DATASET
::::
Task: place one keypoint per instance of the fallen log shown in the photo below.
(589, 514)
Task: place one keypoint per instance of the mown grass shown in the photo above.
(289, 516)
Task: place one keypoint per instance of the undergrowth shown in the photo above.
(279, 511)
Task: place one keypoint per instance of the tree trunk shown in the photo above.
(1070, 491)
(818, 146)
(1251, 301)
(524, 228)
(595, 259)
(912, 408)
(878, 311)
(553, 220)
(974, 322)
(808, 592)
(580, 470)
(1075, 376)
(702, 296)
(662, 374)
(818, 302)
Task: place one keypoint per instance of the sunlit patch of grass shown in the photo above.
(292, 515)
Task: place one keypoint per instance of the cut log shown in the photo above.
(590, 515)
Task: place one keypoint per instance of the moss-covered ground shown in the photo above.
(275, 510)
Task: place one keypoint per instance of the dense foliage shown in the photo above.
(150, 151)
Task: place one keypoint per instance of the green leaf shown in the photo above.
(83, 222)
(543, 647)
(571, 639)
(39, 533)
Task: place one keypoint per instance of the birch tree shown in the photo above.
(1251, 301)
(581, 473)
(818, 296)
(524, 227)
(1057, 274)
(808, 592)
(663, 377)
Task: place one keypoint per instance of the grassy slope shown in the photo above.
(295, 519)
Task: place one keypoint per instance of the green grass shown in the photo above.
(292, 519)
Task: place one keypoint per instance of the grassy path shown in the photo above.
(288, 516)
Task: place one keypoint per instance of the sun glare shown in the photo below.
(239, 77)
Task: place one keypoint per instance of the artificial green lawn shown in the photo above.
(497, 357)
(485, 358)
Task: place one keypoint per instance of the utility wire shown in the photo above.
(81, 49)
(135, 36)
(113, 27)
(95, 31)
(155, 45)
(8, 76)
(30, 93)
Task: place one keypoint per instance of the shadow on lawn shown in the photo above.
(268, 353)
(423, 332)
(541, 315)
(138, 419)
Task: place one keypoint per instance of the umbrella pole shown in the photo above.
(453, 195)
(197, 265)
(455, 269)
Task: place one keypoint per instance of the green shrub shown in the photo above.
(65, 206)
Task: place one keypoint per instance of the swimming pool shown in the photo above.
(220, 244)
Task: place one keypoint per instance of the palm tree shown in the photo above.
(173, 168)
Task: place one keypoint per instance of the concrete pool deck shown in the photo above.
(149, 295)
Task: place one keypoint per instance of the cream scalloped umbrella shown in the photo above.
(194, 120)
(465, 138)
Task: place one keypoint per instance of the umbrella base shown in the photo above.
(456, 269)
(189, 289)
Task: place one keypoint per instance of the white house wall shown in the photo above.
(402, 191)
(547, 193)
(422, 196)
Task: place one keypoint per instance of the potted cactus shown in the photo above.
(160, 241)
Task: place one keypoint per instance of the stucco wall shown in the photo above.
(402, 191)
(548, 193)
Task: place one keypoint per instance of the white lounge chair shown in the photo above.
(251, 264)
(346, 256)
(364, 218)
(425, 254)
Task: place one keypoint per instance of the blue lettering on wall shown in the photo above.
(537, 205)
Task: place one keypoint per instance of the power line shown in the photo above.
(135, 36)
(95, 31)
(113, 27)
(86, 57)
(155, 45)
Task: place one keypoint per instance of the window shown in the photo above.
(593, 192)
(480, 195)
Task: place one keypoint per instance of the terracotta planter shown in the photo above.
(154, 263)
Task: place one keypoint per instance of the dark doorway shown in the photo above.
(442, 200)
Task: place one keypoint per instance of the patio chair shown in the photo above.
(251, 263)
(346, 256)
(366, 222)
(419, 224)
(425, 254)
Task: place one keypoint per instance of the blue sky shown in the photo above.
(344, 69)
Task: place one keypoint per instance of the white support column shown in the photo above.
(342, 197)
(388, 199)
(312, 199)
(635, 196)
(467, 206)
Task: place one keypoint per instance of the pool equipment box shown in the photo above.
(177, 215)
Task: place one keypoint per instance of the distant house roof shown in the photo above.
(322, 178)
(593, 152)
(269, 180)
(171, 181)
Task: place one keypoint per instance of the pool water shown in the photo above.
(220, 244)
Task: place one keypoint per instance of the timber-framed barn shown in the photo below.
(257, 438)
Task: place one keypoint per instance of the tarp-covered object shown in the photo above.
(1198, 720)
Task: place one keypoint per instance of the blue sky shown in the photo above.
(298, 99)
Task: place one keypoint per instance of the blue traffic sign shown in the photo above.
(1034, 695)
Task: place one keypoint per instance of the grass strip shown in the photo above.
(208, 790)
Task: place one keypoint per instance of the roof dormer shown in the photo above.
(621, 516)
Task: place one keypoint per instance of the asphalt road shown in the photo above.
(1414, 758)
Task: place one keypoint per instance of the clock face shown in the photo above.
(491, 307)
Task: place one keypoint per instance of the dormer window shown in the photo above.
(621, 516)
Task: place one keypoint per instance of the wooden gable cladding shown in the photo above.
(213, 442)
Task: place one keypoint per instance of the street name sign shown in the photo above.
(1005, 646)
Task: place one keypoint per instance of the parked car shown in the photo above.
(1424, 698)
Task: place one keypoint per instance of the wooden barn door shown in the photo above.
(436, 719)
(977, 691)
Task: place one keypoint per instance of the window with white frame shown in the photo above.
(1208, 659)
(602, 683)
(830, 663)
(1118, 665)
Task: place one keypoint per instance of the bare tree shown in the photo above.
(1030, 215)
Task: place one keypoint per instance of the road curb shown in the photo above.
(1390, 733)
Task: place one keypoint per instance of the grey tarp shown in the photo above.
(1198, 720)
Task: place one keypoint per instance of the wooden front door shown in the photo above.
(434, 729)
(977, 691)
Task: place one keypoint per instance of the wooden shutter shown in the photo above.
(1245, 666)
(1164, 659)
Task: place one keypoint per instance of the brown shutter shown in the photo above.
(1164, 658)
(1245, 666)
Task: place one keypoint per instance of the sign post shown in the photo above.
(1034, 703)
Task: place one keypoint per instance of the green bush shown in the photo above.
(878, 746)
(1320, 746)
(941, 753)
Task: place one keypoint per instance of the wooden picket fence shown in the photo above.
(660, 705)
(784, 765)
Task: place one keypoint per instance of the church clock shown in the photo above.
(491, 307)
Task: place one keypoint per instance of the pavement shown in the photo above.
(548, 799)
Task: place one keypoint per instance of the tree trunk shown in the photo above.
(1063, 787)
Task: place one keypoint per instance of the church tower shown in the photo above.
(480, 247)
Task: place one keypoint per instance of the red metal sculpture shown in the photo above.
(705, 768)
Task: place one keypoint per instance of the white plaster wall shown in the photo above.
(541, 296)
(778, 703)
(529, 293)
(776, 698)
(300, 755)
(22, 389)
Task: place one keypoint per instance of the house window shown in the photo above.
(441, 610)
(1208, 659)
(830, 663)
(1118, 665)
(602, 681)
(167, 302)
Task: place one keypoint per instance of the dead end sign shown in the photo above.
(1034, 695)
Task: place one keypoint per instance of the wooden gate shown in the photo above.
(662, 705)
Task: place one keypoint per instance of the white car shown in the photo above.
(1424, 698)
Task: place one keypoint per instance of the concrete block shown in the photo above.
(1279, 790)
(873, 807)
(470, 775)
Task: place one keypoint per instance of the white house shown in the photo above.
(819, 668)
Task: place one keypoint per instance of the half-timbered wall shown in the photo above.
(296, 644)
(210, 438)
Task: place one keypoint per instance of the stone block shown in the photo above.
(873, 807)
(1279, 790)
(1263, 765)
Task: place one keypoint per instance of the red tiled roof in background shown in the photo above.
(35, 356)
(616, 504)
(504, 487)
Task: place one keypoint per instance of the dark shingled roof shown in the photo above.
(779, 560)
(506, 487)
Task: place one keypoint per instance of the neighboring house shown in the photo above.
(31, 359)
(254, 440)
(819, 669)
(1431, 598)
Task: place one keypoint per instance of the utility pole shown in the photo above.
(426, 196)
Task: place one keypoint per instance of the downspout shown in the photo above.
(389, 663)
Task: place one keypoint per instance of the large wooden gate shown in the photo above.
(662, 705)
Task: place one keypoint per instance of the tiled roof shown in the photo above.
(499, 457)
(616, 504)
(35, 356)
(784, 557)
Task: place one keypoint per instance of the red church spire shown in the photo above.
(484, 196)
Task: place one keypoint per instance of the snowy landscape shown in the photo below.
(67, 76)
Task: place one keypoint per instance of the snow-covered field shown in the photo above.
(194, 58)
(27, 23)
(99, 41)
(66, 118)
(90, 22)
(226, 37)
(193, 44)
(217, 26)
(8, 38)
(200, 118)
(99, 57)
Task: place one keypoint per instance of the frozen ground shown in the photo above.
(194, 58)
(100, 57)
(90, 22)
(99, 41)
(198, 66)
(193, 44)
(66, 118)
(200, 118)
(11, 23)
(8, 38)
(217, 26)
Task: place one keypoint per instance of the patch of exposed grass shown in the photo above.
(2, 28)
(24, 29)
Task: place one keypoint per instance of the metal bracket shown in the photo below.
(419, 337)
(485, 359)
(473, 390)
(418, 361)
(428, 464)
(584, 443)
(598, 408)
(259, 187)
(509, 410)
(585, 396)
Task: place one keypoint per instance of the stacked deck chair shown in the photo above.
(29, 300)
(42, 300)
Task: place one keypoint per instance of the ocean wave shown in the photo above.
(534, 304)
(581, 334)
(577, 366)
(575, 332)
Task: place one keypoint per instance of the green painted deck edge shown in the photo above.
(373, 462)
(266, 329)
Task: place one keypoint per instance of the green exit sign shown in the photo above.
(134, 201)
::::
WHAT IS EXPECTED
Please recast the rows from the line with "Task: place one keypoint per instance of the parked" to the line with "(1030, 215)" as a two-column CSV headed instruction and response, one line for each row with its text under instruction and its answer under response. Put each field in quotes and replace line breaks with spaces.

RESPONSE TO THIS EXERCISE
instruction,response
"Task: place one keypoint per instance of the parked car shown in the photo above.","(1424, 698)"
"Task: place one keypoint per instance of the wooden barn door shown in the photo above.","(436, 719) (977, 691)"
"Task: place one keypoint per instance of the window with white frame shown in the photo above.","(1208, 659) (602, 683) (830, 663) (1118, 665)"
"Task: place one keypoint per instance of the bare tree shown in the photo above.","(1030, 215)"